**Input data**
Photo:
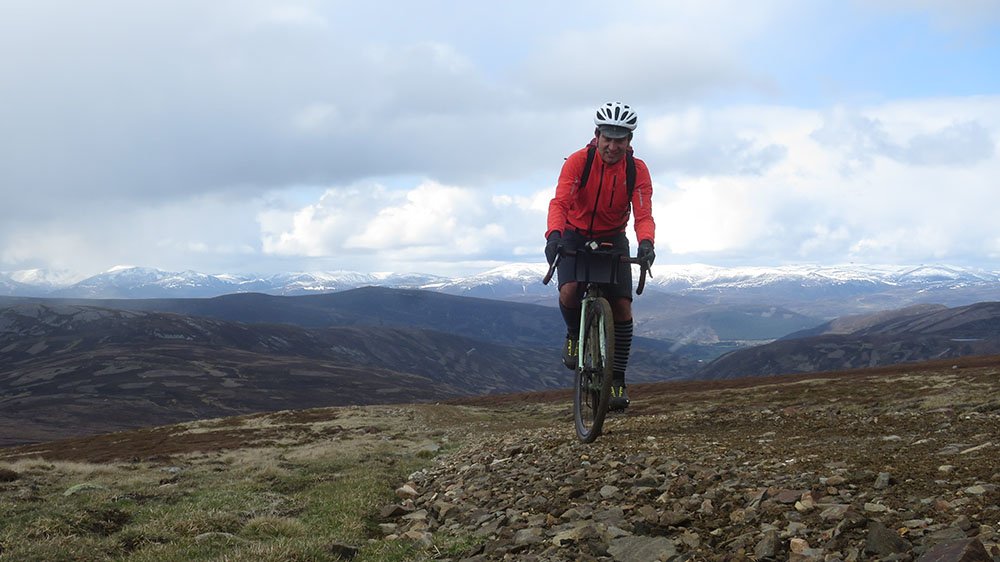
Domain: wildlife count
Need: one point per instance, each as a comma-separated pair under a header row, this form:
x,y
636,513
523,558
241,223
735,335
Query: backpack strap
x,y
591,151
629,170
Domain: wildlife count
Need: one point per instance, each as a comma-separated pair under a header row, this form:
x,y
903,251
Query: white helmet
x,y
615,119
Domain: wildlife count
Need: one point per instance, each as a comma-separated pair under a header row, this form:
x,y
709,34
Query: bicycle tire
x,y
592,381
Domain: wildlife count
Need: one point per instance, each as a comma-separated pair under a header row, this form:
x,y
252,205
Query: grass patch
x,y
283,503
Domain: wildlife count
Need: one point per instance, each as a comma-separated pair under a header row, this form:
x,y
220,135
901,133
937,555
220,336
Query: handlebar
x,y
643,268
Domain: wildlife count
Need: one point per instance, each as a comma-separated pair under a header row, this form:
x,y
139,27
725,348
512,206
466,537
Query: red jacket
x,y
601,208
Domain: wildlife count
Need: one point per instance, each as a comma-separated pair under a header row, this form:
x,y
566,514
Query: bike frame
x,y
592,385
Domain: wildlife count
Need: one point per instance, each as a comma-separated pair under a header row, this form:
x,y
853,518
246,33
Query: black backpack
x,y
629,170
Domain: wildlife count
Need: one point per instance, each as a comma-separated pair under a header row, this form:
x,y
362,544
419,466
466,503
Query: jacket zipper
x,y
597,201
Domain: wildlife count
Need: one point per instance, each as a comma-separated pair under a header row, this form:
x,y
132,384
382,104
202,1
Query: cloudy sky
x,y
266,136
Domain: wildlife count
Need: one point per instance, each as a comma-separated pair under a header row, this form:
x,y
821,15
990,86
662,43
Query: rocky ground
x,y
890,464
898,464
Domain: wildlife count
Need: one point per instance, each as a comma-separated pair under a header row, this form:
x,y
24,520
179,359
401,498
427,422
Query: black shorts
x,y
573,269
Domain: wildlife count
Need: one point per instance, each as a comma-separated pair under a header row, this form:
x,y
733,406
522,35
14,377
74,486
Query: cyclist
x,y
599,210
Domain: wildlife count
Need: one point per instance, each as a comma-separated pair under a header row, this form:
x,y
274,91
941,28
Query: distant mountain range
x,y
826,291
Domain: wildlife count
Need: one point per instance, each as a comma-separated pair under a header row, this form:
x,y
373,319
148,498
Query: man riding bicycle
x,y
594,203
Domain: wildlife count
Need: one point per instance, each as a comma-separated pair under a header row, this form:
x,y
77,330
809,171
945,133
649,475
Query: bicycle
x,y
595,351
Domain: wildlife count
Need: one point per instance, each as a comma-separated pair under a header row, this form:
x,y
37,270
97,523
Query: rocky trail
x,y
886,465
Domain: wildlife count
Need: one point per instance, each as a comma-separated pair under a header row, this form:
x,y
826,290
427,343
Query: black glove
x,y
552,246
646,253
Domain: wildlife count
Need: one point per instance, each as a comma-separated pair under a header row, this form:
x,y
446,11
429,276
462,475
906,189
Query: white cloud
x,y
215,123
430,221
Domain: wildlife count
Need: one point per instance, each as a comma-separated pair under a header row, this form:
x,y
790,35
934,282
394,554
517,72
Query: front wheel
x,y
592,389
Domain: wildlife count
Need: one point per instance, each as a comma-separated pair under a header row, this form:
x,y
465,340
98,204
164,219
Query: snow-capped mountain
x,y
853,288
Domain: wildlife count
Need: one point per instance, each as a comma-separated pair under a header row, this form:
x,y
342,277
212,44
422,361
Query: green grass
x,y
249,506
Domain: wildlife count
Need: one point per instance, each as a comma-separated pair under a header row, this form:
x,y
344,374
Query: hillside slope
x,y
911,335
897,463
68,369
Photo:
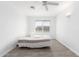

**Prompt**
Report every line of the records above that contains the word "rocky", reproducing each line in full.

**Reply**
Query: rocky ground
Query: rocky trail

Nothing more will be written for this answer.